(Dataset records)
*****

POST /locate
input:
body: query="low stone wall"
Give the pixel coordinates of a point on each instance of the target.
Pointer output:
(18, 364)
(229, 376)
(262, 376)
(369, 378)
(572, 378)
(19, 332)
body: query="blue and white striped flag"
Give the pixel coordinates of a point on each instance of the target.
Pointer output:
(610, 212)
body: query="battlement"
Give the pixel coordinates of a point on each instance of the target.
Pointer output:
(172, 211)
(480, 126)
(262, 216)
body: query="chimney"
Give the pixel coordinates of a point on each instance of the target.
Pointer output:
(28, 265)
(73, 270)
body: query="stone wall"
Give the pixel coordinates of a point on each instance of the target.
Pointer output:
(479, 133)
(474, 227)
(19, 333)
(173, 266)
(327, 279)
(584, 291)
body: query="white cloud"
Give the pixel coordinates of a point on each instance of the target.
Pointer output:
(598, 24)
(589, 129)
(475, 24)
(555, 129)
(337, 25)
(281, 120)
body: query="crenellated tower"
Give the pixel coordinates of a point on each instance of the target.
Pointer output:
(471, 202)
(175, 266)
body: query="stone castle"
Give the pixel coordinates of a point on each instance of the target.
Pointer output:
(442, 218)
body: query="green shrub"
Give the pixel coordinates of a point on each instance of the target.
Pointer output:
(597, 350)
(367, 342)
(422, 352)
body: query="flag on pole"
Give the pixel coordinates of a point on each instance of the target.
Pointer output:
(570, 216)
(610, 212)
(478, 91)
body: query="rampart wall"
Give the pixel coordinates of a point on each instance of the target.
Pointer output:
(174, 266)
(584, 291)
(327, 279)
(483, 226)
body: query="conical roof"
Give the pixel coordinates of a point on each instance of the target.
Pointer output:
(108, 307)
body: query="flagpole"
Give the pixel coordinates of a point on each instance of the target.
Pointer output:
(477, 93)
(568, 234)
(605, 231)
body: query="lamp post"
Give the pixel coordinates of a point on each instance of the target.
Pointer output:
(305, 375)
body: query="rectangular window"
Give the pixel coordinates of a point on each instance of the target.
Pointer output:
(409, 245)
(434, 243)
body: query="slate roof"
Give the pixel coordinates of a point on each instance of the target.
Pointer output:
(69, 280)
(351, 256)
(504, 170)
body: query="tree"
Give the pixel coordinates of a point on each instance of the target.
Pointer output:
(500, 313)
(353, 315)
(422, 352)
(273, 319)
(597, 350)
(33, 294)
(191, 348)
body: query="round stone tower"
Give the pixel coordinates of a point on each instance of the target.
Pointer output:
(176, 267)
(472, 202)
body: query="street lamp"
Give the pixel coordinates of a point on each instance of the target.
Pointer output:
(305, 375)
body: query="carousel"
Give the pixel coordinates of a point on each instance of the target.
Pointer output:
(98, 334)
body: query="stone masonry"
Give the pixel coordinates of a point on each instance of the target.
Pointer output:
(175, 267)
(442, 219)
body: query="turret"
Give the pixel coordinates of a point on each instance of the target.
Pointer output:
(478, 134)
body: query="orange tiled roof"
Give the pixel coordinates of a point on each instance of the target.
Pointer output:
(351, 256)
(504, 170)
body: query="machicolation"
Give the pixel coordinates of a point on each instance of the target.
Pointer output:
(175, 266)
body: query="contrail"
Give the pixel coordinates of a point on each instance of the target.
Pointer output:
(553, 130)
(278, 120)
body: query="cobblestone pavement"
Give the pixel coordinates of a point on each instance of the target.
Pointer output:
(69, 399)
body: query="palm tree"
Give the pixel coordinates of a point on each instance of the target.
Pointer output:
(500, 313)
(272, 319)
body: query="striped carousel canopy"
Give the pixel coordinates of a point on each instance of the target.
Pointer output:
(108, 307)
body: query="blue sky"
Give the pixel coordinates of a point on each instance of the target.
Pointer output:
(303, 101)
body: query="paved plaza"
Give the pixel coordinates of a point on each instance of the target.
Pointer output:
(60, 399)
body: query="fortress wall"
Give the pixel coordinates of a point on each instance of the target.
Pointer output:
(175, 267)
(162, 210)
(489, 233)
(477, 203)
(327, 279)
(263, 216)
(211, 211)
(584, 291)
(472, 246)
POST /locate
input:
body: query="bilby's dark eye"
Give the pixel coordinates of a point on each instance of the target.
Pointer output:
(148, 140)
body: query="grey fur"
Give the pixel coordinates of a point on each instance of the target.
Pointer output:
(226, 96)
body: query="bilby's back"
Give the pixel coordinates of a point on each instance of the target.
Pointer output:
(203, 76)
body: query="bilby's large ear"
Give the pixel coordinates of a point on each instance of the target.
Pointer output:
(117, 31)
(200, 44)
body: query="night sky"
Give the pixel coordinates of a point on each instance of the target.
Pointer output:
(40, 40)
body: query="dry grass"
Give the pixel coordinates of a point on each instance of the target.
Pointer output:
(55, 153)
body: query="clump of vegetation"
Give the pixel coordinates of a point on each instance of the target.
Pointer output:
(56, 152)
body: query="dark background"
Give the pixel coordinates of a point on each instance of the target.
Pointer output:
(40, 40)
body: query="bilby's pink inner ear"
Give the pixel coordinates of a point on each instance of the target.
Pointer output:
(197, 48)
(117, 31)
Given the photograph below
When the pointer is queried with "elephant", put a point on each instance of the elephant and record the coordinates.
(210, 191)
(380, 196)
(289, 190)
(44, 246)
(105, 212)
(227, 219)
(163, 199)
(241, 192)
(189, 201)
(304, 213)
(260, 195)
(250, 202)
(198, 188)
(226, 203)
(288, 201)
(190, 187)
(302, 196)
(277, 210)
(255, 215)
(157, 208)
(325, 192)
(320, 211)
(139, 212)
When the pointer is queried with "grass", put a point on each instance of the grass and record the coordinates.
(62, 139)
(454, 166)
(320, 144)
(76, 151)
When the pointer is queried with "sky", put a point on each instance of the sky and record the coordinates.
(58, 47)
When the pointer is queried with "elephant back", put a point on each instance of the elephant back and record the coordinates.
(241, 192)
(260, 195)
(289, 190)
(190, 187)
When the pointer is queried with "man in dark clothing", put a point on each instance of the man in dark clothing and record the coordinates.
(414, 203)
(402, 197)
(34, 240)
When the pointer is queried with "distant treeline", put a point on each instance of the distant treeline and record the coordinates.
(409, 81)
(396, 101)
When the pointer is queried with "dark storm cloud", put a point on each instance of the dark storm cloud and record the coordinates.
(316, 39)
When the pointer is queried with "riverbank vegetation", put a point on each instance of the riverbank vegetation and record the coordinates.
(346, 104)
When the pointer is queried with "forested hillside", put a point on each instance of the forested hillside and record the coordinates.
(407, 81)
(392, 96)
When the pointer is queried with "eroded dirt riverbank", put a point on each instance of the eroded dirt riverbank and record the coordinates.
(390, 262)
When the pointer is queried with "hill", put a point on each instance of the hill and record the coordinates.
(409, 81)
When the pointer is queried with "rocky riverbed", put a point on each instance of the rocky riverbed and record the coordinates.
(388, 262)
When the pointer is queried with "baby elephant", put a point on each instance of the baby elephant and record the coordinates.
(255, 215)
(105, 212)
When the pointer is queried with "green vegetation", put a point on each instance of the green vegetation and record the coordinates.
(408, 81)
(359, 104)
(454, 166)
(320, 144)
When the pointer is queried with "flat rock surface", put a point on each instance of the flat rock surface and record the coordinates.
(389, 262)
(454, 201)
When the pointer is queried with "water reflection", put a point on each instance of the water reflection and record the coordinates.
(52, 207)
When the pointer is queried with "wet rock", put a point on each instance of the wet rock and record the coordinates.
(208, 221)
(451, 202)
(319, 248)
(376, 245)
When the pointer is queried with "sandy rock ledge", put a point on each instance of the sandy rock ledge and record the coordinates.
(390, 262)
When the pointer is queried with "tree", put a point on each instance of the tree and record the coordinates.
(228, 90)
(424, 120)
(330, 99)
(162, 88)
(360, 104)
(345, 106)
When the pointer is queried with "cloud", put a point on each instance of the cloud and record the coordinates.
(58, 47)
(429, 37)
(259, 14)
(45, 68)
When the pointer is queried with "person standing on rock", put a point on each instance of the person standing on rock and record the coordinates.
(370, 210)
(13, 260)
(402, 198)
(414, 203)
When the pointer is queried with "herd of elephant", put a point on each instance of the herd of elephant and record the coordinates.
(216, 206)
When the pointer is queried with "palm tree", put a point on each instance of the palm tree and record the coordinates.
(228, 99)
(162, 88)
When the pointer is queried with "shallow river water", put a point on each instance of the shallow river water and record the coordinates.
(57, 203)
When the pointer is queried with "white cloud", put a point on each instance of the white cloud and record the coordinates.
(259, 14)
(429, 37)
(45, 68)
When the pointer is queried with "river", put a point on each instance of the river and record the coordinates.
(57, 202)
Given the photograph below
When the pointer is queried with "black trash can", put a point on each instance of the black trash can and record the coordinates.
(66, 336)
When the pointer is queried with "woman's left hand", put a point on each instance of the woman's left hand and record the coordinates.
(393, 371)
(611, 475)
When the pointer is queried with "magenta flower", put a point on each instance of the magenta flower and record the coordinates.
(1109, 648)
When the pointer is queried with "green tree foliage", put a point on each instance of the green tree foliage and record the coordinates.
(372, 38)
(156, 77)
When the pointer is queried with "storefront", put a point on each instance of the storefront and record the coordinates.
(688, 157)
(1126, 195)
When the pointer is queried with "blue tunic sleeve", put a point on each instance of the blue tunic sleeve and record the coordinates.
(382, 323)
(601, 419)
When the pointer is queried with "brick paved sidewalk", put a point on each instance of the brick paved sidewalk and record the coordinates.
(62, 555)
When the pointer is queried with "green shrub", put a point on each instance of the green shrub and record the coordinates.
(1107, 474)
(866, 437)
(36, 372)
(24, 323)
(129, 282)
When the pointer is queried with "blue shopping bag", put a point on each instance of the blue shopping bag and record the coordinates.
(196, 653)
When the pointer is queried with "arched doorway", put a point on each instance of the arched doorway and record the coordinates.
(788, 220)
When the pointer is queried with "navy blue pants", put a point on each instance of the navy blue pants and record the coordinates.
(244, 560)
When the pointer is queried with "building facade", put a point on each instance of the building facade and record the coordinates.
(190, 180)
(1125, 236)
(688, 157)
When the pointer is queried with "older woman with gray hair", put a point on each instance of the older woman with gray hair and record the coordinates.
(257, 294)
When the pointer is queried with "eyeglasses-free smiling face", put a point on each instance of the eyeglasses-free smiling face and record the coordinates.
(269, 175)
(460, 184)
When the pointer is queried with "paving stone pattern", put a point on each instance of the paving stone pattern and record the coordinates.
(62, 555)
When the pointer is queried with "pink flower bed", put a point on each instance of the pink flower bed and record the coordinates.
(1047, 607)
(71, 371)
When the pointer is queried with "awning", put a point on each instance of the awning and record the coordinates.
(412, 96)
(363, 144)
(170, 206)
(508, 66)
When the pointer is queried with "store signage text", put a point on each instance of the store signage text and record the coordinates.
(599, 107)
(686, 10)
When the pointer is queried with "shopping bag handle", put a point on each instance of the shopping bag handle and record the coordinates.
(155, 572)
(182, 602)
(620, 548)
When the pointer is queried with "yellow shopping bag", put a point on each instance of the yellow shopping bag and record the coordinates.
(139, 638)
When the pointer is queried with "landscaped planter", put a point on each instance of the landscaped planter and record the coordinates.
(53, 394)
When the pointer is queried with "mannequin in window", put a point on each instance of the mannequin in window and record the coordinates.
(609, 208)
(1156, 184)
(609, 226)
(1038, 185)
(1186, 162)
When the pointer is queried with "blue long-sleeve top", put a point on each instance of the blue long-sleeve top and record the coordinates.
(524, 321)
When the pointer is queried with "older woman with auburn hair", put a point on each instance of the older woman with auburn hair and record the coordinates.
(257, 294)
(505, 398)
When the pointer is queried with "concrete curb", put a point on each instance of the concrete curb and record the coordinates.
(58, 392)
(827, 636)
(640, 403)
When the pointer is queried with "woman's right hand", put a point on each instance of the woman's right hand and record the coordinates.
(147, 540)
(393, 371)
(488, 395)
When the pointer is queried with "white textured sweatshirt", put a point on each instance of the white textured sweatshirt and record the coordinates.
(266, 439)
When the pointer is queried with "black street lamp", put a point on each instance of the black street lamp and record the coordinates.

*****

| Task |
Filter the entries above down to the lines that contain the word "tower".

| Answer box |
body: query="crenellated tower"
body: query="round stone tower"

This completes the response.